**Activity A:** Reproduce word for word the portion of the pain article below that runs from "Fig 2. Causal" down to "and Zanon, 2015.".
**Activity B:** In the pain article below, why does the visual stimulus have more influence than the auditory one on the estimated object location in the cue combination example? Answer in one to three sentences.
**Activity C:** Write the next part of the pain article below, picking up after its final sentence.

**Selected passage:**
━━━━

Pain: A Statistical Account

Abstract

Perception is seen as a process that utilises partial and noisy information to construct a coherent understanding of the world. Here we argue that the experience of pain is no different; it is based on incomplete, multimodal information, which is used to estimate potential bodily threat. We outline a Bayesian inference model, incorporating the key components of cue combination, causal inference, and temporal integration, which highlights the statistical problems in everyday perception. It is from this platform that we are able to review the pain literature, providing evidence from experimental, acute, and persistent phenomena to demonstrate the advantages of adopting a statistical account in pain. Our probabilistic conceptualisation suggests a principles-based view of pain, explaining a broad range of experimental and clinical findings and making testable predictions.

Fig 1. Cue combination in nonpain and pain perception are computationally equivalent.

a–c) Simple models of cue combination involve combining two cues: in this case, the location of a visual stimulus and the location of an auditory stimulus. The influence of each cue is dependent on the noise or precision of the cue (probability distribution). The example shows the visual stimulus (dotted line) as more precise than the auditory cue (line-dot-dot); it, therefore, has more influence on the estimation of the object location (solid line). d–f) Combining cues related to the potential threat to one’s body promises to provide a better estimate of the overall threat. In this case, nociceptive information (line-dot-dot) is combined with visual information (dotted line) to produce an estimate of threat (solid line). In this example, nociceptive information is combined with a red visual cue, increasing the overall estimation of threat as compared to the combination of nociception and a blue cue, as demonstrated by Moseley and Arntz (2007).

Fig 2. Causal inference in placebo and nocebo effects.

The estimation of threat is determined by the relative integration of current information and prior expectations. Placebo effects (a–b) are associated with the relative weight of current sensory evidence, e.g., nociception (line-dot-dot), and expectations of safety, e.g., positive expectation associated with medication prescription (dotted line), resulting in an estimation of lowered overall threat (solid line). In contrast, nocebo effects (c–d) are associated with the relative precision (noise) of current sensory evidence (line-dot-dot) and expectations of harm, e.g., work-place demands (dotted line), resulting in an estimation of increased threat (solid line). The on-going estimations of relative safety and threat can be formulated as a casual inference problem, as demonstrated by Anchisi and Zanon, 2015.

━━━━

**Given records:**
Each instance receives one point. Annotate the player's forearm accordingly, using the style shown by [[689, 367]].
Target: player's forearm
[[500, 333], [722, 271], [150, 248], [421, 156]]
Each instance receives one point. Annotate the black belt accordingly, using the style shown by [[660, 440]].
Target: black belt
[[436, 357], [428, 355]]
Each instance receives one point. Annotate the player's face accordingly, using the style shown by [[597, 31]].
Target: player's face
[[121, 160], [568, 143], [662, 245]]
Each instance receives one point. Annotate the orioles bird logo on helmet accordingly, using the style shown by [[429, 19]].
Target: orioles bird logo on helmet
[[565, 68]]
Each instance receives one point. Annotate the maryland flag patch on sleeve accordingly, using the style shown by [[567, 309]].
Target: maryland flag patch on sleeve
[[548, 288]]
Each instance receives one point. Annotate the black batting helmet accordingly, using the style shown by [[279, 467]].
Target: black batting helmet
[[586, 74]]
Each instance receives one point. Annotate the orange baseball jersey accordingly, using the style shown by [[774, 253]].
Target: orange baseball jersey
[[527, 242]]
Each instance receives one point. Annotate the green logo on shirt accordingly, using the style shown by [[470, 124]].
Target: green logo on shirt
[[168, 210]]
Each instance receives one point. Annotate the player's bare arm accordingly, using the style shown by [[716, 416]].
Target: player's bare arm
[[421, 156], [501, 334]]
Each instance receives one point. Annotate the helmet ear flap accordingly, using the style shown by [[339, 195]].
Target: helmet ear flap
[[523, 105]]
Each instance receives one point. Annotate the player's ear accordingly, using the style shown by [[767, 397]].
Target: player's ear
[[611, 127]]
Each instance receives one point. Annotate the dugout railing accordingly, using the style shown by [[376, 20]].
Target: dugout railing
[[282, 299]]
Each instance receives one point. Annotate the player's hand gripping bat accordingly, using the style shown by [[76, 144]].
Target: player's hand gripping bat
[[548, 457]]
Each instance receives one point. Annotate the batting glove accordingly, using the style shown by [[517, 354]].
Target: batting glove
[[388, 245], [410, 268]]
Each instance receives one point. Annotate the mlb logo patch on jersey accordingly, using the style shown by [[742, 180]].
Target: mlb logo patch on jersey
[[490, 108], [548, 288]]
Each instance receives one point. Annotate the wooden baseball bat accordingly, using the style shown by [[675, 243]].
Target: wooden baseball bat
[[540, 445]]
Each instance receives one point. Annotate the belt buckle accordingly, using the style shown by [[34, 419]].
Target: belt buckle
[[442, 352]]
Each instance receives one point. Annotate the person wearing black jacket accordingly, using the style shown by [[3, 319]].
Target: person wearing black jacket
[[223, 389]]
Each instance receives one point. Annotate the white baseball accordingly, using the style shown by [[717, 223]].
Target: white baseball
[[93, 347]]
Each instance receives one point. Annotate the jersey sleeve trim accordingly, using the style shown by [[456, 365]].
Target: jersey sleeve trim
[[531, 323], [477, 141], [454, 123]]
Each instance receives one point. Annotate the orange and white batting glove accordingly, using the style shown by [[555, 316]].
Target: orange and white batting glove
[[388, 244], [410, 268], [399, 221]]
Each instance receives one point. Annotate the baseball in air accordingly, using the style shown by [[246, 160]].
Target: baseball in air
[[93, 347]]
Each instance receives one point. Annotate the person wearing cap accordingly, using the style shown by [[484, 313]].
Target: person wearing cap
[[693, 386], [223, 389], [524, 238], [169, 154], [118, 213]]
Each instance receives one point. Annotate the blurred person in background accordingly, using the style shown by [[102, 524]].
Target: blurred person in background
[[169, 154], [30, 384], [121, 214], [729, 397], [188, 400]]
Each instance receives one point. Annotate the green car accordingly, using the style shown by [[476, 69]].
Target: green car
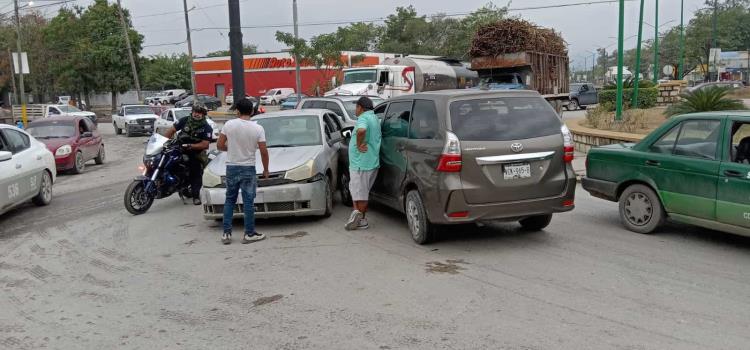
[[694, 169]]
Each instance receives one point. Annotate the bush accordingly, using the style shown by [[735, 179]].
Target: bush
[[646, 97]]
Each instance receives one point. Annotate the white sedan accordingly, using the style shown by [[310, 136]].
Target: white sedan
[[27, 169], [172, 115]]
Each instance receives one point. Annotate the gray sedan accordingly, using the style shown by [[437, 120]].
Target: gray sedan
[[303, 148]]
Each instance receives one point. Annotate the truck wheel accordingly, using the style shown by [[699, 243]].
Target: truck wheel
[[640, 209]]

━━━━

**Written answer A:**
Fig 2. Causal inference in placebo and nocebo effects.

The estimation of threat is determined by the relative integration of current information and prior expectations. Placebo effects (a–b) are associated with the relative weight of current sensory evidence, e.g., nociception (line-dot-dot), and expectations of safety, e.g., positive expectation associated with medication prescription (dotted line), resulting in an estimation of lowered overall threat (solid line). In contrast, nocebo effects (c–d) are associated with the relative precision (noise) of current sensory evidence (line-dot-dot) and expectations of harm, e.g., work-place demands (dotted line), resulting in an estimation of increased threat (solid line). The on-going estimations of relative safety and threat can be formulated as a casual inference problem, as demonstrated by Anchisi and Zanon, 2015.

**Written answer B:** The influence of each cue depends on its noise or precision. In the example, the visual stimulus is more precise than the auditory cue, so it has more influence on the estimate of the object's location.

**Written answer C:**
Fig 3. Information needs to be integrated over time.

a–b) Reduction in pain over time (S1–S3). We estimate the level of threat posed to the body from noisy information, e.g., following wrist fracture and casting (x1–x3). In such cases, information is combined from past experiences (e.g., how the facture occurred, previous exposure to fracture), to form an optimal inference. If there is sufficient information available that reflects a decreasing level of bodily threat, an updated estimation of low threat will result, and the experience of pain will reduce over time. c–d) Maintenance of pain over time. During casting, visual, proprioceptive, and tactile information is restricted. In some cases, previous experiences may have greater influence on the estimation of threat as they are attributed more precision than the current sensory information, e.g., a highly traumatic incident that resulted in the fracture. In the absence of relevant safety cues, the estimation of threat may persist over time so that pain continues. Although an abstract example, this could be an alternative approach to understanding Complex Regional Pain Syndrome [53].

Fig 4. The Cornsweet illusion, a new hope for pain treatment?

a) Two panels of equal luminance are presented; however, they are perceived to be different. Covering up the central portion where the panels meet will reveal that it is just in this section that the luminance ramps up and back down again, to give the illusion that the two panels are different. b) The actual stimulus luminance over space. c) Could a similar phenomenon exist in pain? By introducing a noxious experience that imperceptibly ramps up over time, jumps down, and then ramps back up to the original level imperceptibly to produce the illusion that the threat has decreased, thus lowering the experienced level of pain.